### Excerpts from point annotation data
○ ○ ○ ○ ○ ○ ○
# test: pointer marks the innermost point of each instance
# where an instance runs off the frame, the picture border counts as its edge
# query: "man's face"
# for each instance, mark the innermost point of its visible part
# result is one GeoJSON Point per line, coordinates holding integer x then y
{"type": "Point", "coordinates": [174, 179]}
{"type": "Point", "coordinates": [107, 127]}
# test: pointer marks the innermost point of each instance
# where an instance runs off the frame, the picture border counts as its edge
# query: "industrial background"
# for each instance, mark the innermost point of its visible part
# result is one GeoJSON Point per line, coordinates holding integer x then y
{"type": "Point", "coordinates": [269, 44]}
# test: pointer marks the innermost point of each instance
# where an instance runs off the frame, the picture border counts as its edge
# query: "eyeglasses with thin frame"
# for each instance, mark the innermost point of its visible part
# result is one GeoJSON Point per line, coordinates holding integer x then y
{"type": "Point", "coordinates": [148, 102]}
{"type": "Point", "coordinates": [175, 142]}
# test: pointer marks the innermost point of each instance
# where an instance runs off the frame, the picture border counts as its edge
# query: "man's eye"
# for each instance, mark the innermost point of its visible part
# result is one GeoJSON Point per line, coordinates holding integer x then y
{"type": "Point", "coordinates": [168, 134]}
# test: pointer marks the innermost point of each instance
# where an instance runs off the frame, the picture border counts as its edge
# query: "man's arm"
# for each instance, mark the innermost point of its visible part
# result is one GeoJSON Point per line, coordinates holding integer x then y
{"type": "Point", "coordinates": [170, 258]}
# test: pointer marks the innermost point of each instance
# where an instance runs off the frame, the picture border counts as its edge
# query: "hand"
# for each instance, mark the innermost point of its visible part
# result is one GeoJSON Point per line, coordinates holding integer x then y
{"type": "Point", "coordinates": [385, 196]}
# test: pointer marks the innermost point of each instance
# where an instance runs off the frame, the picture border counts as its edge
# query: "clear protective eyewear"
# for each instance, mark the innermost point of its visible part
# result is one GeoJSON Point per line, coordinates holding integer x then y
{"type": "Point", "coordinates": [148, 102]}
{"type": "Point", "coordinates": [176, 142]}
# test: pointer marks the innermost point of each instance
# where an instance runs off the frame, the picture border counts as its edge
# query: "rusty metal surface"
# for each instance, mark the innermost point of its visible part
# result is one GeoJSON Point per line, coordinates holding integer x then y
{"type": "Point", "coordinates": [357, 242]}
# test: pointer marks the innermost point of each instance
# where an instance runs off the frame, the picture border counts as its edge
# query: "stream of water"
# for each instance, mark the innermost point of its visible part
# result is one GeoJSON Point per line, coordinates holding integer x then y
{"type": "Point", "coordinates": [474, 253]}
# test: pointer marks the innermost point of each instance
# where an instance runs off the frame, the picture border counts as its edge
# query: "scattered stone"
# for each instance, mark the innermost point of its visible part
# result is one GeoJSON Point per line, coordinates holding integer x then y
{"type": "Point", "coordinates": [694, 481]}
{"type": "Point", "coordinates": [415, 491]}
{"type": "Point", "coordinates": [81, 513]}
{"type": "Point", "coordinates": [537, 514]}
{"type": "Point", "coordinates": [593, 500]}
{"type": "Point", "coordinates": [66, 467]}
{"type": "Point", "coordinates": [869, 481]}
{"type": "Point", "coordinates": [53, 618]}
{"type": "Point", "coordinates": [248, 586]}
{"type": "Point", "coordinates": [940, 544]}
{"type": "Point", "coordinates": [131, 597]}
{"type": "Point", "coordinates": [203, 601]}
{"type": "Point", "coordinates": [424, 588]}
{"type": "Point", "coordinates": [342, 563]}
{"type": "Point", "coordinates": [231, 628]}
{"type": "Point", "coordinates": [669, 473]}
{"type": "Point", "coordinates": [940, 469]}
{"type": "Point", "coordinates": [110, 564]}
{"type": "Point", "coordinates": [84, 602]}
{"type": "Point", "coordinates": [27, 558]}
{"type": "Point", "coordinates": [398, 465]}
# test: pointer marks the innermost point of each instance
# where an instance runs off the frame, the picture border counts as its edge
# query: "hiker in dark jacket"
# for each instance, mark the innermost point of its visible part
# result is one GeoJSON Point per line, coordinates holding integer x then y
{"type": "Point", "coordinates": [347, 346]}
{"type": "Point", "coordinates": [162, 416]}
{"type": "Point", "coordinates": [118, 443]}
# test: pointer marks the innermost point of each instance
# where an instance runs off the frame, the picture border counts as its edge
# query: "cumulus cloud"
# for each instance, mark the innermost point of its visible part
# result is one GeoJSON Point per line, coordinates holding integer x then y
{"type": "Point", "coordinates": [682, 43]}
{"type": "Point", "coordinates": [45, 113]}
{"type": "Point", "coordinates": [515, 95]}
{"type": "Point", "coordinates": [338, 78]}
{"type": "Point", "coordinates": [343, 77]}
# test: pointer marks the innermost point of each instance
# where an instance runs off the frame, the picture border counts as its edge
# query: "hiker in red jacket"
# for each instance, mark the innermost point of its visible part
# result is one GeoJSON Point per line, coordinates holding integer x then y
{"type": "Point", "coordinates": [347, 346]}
○ ○ ○ ○ ○ ○ ○
Your task is to return the full listing exactly as it was given.

### FULL SOLUTION
# test: pointer marks the innermost point of each instance
# where an instance runs off the frame, the picture border counts as its edge
# query: "man's face"
# for each instance, mark the innermost point of its visible part
# result is one GeoJSON Point per line, coordinates holding integer x then y
{"type": "Point", "coordinates": [174, 179]}
{"type": "Point", "coordinates": [107, 127]}
# test: pointer marks the innermost point of each instance
# where an instance runs off the frame, the picture border counts as its edge
# query: "industrial background"
# for each instance, mark the innermost point of its visible part
# result is one GeoJSON Point per line, coordinates holding integer x then y
{"type": "Point", "coordinates": [269, 44]}
# test: pointer marks the innermost point of each instance
# where an instance runs off the frame, the picture border counts as its edge
# query: "eyeglasses with thin frame"
# for each instance, mark the innermost point of its visible part
# result is one GeoJSON Point per line, coordinates holding integer x then y
{"type": "Point", "coordinates": [148, 102]}
{"type": "Point", "coordinates": [175, 142]}
# test: pointer marks the innermost point of each instance
# where an instance runs off the frame, the picture border counts as its edge
# query: "man's eye"
# for each instance, mark the innermost point of its visible part
# result is one GeoJSON Point per line, coordinates holding integer x then y
{"type": "Point", "coordinates": [168, 134]}
# test: pointer marks the innermost point of each instance
# where an instance runs off the frame, the picture border counts as its edge
# query: "man's arm"
# for each instance, mark the innermost point of its visible part
# result is one GeoJSON Point per line, coordinates holding integer x then y
{"type": "Point", "coordinates": [170, 258]}
# test: pointer marks the innermost point of each instance
# where an instance runs off the frame, the picture border counts as its edge
# query: "hand"
# for each instance, mark the innermost point of its visible part
# result is one GeoJSON Point per line, coordinates holding integer x then y
{"type": "Point", "coordinates": [385, 196]}
# test: pointer marks the innermost point of each instance
# where an instance runs off the frame, the picture border counts as its edge
# query: "clear protective eyewear"
# for each instance, mark the innermost point of its visible part
# result is one GeoJSON Point per line, coordinates holding integer x then y
{"type": "Point", "coordinates": [148, 102]}
{"type": "Point", "coordinates": [176, 142]}
# test: pointer marks the innermost point of each instance
# where an instance runs off the frame, the picture border counts as its edge
# query: "rusty metal surface"
# for each instance, mark the innermost point of its visible part
# result is one GeoJSON Point per line, coordinates holding integer x then y
{"type": "Point", "coordinates": [357, 242]}
# test: pointer marks the innermost point of each instance
# where an instance runs off the frame, the picture border counts as its edge
# query: "stream of water"
# for each instance, mark the innermost point of its visible part
# result is one GeoJSON Point per line, coordinates holding integer x then y
{"type": "Point", "coordinates": [474, 253]}
# test: pointer marks the innermost point of each instance
# where an instance runs off the frame, the picture border counts as its edge
# query: "scattered stone"
# for each instance, mark the innermost point of its visible part
# result is one GeoJSON Point per line, coordinates holding integer x then y
{"type": "Point", "coordinates": [694, 481]}
{"type": "Point", "coordinates": [415, 491]}
{"type": "Point", "coordinates": [81, 513]}
{"type": "Point", "coordinates": [537, 514]}
{"type": "Point", "coordinates": [593, 500]}
{"type": "Point", "coordinates": [66, 467]}
{"type": "Point", "coordinates": [869, 481]}
{"type": "Point", "coordinates": [53, 618]}
{"type": "Point", "coordinates": [248, 586]}
{"type": "Point", "coordinates": [940, 544]}
{"type": "Point", "coordinates": [131, 597]}
{"type": "Point", "coordinates": [203, 601]}
{"type": "Point", "coordinates": [424, 588]}
{"type": "Point", "coordinates": [342, 563]}
{"type": "Point", "coordinates": [231, 628]}
{"type": "Point", "coordinates": [669, 473]}
{"type": "Point", "coordinates": [940, 469]}
{"type": "Point", "coordinates": [110, 564]}
{"type": "Point", "coordinates": [84, 602]}
{"type": "Point", "coordinates": [27, 558]}
{"type": "Point", "coordinates": [398, 465]}
# test: pointer marks the innermost point of each instance
# where an instance runs off the frame, the picture border counts as its edge
# query: "hiker in dark jacket"
# for each instance, mark the innermost point of its visible part
# result is one GeoJSON Point per line, coordinates holding integer x then y
{"type": "Point", "coordinates": [347, 346]}
{"type": "Point", "coordinates": [162, 416]}
{"type": "Point", "coordinates": [118, 443]}
# test: pointer marks the innermost point of each instance
# where an instance runs off the frame, the picture border counts as its edge
# query: "cumulus cloud"
# for each instance, mark the innermost point of its visible part
# result is one GeoJSON Point per line, coordinates holding integer x then y
{"type": "Point", "coordinates": [682, 43]}
{"type": "Point", "coordinates": [45, 113]}
{"type": "Point", "coordinates": [515, 95]}
{"type": "Point", "coordinates": [338, 78]}
{"type": "Point", "coordinates": [343, 77]}
# test: pointer marks the innermost point of each instance
# where an instance runs off the frame, the picture border counts as its edge
# query: "hiker in red jacket"
# for each instance, mark the innermost point of its visible part
# result is one GeoJSON Point per line, coordinates holding integer x then y
{"type": "Point", "coordinates": [347, 346]}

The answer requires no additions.